> **Objective**: Scale the items from the line containing "Exercise. Mark the cumulus" through the end of the items, both ends included. Reproduce every line in that range with the request lines unchanged, multiply each point coordinate in the answers by 2.05, round to the nearest whole number with halves rounded up, and omit the pictures.
--- START Records for this task ---
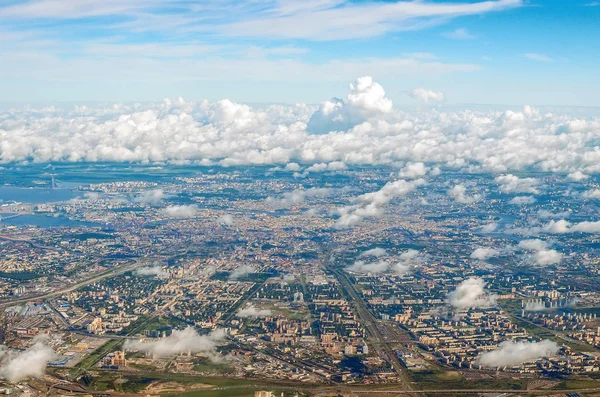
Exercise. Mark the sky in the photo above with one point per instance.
(503, 52)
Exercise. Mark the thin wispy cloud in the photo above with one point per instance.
(459, 34)
(534, 56)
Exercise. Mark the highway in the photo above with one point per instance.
(73, 287)
(378, 342)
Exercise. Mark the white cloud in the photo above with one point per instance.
(370, 204)
(459, 194)
(413, 171)
(592, 194)
(577, 176)
(180, 341)
(227, 133)
(333, 166)
(426, 96)
(151, 196)
(522, 200)
(152, 271)
(471, 294)
(295, 167)
(334, 20)
(181, 211)
(489, 228)
(366, 100)
(542, 255)
(562, 226)
(512, 353)
(241, 272)
(533, 245)
(17, 366)
(376, 252)
(252, 311)
(513, 184)
(405, 263)
(373, 267)
(534, 56)
(298, 196)
(483, 254)
(408, 261)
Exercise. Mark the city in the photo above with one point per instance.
(211, 272)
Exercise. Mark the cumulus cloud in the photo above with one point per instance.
(533, 244)
(522, 200)
(17, 366)
(541, 255)
(370, 132)
(252, 311)
(483, 254)
(408, 261)
(471, 294)
(298, 196)
(372, 267)
(370, 204)
(592, 194)
(577, 176)
(376, 252)
(181, 211)
(180, 341)
(489, 228)
(512, 353)
(413, 170)
(562, 226)
(459, 194)
(426, 96)
(241, 272)
(405, 263)
(151, 196)
(366, 100)
(332, 166)
(152, 271)
(513, 184)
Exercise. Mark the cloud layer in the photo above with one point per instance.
(471, 294)
(510, 353)
(362, 129)
(31, 362)
(180, 341)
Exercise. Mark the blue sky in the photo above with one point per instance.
(510, 52)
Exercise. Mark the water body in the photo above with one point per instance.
(10, 194)
(44, 221)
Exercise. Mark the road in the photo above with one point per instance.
(73, 287)
(378, 341)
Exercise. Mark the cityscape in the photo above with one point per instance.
(299, 198)
(145, 279)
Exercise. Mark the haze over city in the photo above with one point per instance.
(299, 198)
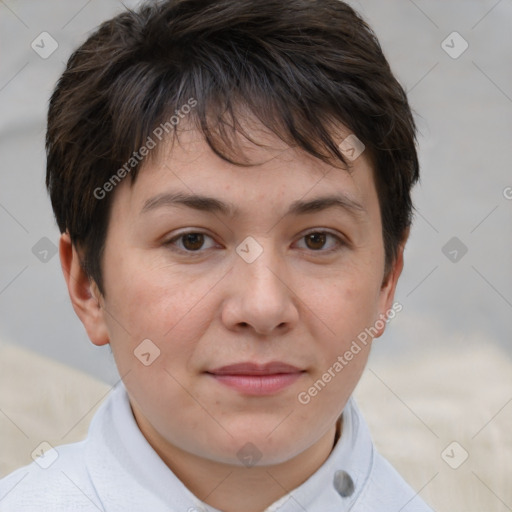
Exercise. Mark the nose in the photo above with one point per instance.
--- END Records for this task ---
> **In response**:
Exercise. Mark the cumulus cloud in the photo above with one point per instance.
(1093, 500)
(1070, 410)
(35, 750)
(1109, 523)
(759, 271)
(517, 638)
(990, 521)
(836, 535)
(966, 603)
(611, 402)
(763, 547)
(759, 418)
(1214, 398)
(1183, 361)
(771, 517)
(371, 433)
(369, 699)
(1002, 467)
(1050, 724)
(847, 349)
(1152, 463)
(941, 398)
(873, 197)
(494, 558)
(830, 539)
(310, 402)
(750, 205)
(681, 340)
(312, 556)
(1052, 377)
Exercise. Mark the cloud layer in the photo above with one point per instance.
(966, 603)
(1046, 724)
(742, 264)
(64, 742)
(369, 699)
Exercise. Mark the blue sky in the photo above with one point per instance.
(1046, 107)
Exercise. Mark the water body in the photo above with one point per instance.
(21, 398)
(90, 453)
Exercise. Mark the road in the photo above with one point per instance.
(150, 588)
(775, 699)
Exercise. Mark the cityscape in the photo above with one point per instance.
(613, 406)
(297, 572)
Exercise. Mark the haze over city in the photo above with one point per instance.
(613, 406)
Exercise. Mark the nose in the photo above with one point per instance.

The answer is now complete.